[Data records]

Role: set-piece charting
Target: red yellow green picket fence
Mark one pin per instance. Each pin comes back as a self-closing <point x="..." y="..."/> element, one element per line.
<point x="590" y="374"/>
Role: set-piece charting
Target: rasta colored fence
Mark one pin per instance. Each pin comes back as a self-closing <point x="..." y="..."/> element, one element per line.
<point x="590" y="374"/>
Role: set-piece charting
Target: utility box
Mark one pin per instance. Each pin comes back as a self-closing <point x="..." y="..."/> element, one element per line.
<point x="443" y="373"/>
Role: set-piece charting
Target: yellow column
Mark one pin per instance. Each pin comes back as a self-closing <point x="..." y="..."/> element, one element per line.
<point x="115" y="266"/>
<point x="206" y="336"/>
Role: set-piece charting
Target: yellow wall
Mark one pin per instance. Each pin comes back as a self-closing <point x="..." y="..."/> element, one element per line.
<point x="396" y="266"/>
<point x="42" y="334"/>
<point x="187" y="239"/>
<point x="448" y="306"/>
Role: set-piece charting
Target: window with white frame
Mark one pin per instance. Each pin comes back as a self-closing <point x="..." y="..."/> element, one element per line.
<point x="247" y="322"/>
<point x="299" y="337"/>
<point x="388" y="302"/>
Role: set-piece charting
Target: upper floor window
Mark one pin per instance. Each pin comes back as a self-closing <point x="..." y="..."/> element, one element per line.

• [Exercise aim]: For each line in the data, set it down again exactly.

• [Task solution]:
Role: set-piece charting
Target: red yellow green picket fence
Mark one pin per instance. Each pin comes back as a self-closing <point x="..." y="..."/> element, one element per line.
<point x="590" y="374"/>
Role: set-piece charting
Target: rasta colored fence
Mark one pin per instance. Each pin comes back as a self-closing <point x="..." y="..."/> element, one element per line.
<point x="590" y="374"/>
Role: set-piece charting
Target: utility box
Mark one pin per instance. Each pin comes back as a self-closing <point x="..." y="..."/> element, one element per line.
<point x="443" y="373"/>
Role: set-piece charting
Target: yellow column
Mark one pin per instance. Each pin comes back as a self-closing <point x="..." y="..."/> element, one element per line.
<point x="115" y="266"/>
<point x="206" y="336"/>
Role: set-piece charting
Target: yellow wall
Mark one pin per instance. Each pin comes back as a self-closing <point x="..." y="..."/> element, one element per line.
<point x="396" y="266"/>
<point x="42" y="334"/>
<point x="187" y="239"/>
<point x="448" y="306"/>
Role: set-piece charting
Target: window with white frame
Mark one pin per instance. Each pin comes back as a self-closing <point x="..." y="..."/> element, one element per line.
<point x="247" y="322"/>
<point x="299" y="337"/>
<point x="388" y="302"/>
Role: set-piece charting
Target: upper floor window
Mark one pin per instance. Each pin comes back as a self-closing <point x="..." y="..."/> element, one element per line.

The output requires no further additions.